Exercise text
=== Section Start ===

10 things I would hate to live without (#HAWMC 13)

Today’s #HAWMC prompt was to write a list of the 10 things you need (or love) most.

I found this great quote online about the things living beings need to exist:

All living things need an energy source which may be provided by chemicals or light, an environment that does not poison, cook or freeze them and others of their species (if they are not single celled or asexual) to breed with. Unknown

Since I have food & water and a home with air-conditioning and heat, I think I am set for life (yes, I know mom, I am not married yet!). So I thought my list should be of 10 things I would hate to live without:

  • Faith
  • Family
  • Friends
  • Books
  • Deep Tissue Massage
  • Mani-Pedis
  • An occasional day off from work
  • Sunrises and Sunsets
  • Travel
  • Chocolate

I hope this weekend you have a chance to enjoy the things you love,

Katina Rae Stapleton

Have Lupus, Will Travel (HAWMC #5)

Today’s HAWMC prompt was: “Go to flickr.com/explore and write a post inspired by the image. Can you link it to your health focus?

When I explored Flickr, I spotted this lovely (copyrighted) picture by Rob Dickenson of Hawea. It reminded me very much of my own travels around the world. When I first was diagnosed with lupus as a teen, I was terribly afraid that I wouldn’t be able to travel or that I would travel, but get sick on the road. Over the years I have had a chance to travel several times to the Caribbean, to Europe and across the United States (even Hawaii and Alaska). I came up with several rules that help make traveling easier for me:

  1. I make sure I have all my medicine, including meds I take regularly and “emergency” meds that I might need if I have a flare.
  2. I plan for proper rest. On my last cruise I went to be around 9 pm every night (crazy early!) because that is what I needed.
  3. I pack things that I can use to battle muscle and joint pain. I always, always, have some sort of heating pad in my luggage.
  4. I always respect the sun. Even though I frequently go to very sunny places, I try not to tempt fate too much. I pack my trusty hat collection, sunscreen and shades and try not to linger in the sun during the heat of the day.
  5. I make sure I have at least one day after the trip to rest before returning to work. This allows me to unwind from the trip (flying sometimes makes me sick) and gear up for the 9-to-5.

If you have lupus and love to travel, what do you do to make your trips go smoothly?

=== Section End ===

What is being asked
Continue the blog posts about living with lupus above, picking up right after their final sentence.

Dataset entries
=== Section Start ===

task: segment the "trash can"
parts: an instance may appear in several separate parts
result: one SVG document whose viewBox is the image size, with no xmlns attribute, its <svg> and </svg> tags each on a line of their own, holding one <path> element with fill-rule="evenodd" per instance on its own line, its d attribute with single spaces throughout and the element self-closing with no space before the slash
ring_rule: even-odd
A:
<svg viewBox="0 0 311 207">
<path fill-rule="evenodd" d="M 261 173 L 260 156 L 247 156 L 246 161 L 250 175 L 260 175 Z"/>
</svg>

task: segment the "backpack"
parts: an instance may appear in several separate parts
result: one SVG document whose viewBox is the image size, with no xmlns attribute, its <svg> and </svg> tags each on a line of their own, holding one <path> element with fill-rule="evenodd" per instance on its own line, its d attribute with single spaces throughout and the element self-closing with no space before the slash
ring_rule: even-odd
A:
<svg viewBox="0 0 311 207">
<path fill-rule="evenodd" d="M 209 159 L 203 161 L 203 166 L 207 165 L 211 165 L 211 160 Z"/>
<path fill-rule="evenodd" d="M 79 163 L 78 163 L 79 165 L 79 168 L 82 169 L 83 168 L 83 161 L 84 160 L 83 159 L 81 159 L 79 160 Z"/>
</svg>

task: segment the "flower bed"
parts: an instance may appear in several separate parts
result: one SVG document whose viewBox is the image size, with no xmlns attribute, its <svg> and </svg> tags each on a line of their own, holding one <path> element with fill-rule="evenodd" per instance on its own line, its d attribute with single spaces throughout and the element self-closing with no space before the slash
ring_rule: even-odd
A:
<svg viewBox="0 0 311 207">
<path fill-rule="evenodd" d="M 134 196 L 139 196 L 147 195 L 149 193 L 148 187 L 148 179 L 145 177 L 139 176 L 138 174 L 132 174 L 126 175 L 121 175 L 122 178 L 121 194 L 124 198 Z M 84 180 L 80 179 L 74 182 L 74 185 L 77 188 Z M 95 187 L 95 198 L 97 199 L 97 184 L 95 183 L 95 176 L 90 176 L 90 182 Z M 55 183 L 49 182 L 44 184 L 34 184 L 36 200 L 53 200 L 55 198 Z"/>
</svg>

=== Section End ===

Exercise answer
Katina Rae Stapleton  

Lupus Lessons from Star Trek TNG: (Health Activist Writers Month Challenge #2)

Day 2 of HAWMC 2012: Find a quote that inspires you (either positively or negatively) and free write about it for 15 minutes.

I must confess that I spent most of my 15 minutes trying to decide what quote I was going to write about today. I finally settled on some wisdom from one of my favorite tv series: Star Trek TNG:

It is possible to commit no errors and still lose. That is not a weakness.            That is life.
-Captain Picard to Data, Star Trek: The Next Generation, “Peak Performance”

Since I was diagnosed as a teen I have worked very hard to take care of myself and try to minimize the effects of lupus on my health. In the early years, I made many rebellious decisions, such as flushing my medicine down the toilet, sunbathing on the beach, and not getting enough rest. As you may suspect, this triggered lupus flares and I became very, very sick.

Other times, things would happen that were outside of my control that would also trigger flares, like getting caught in the rain, sitting in cold classrooms, or experiencing really stressful events.

What all of these things have in common is that I could see (or at least figure out) the connection between the event and the lupus flare. What has been much harder to deal with is the randomness of lupus flares that are both out of my hands and have no apparent rhyme or reason.

What I take from the Star Trek quote is that sometimes bad things happen that are not your fault. You could do everything that your doctor suggests and still have a flare. That is life and that is lupus.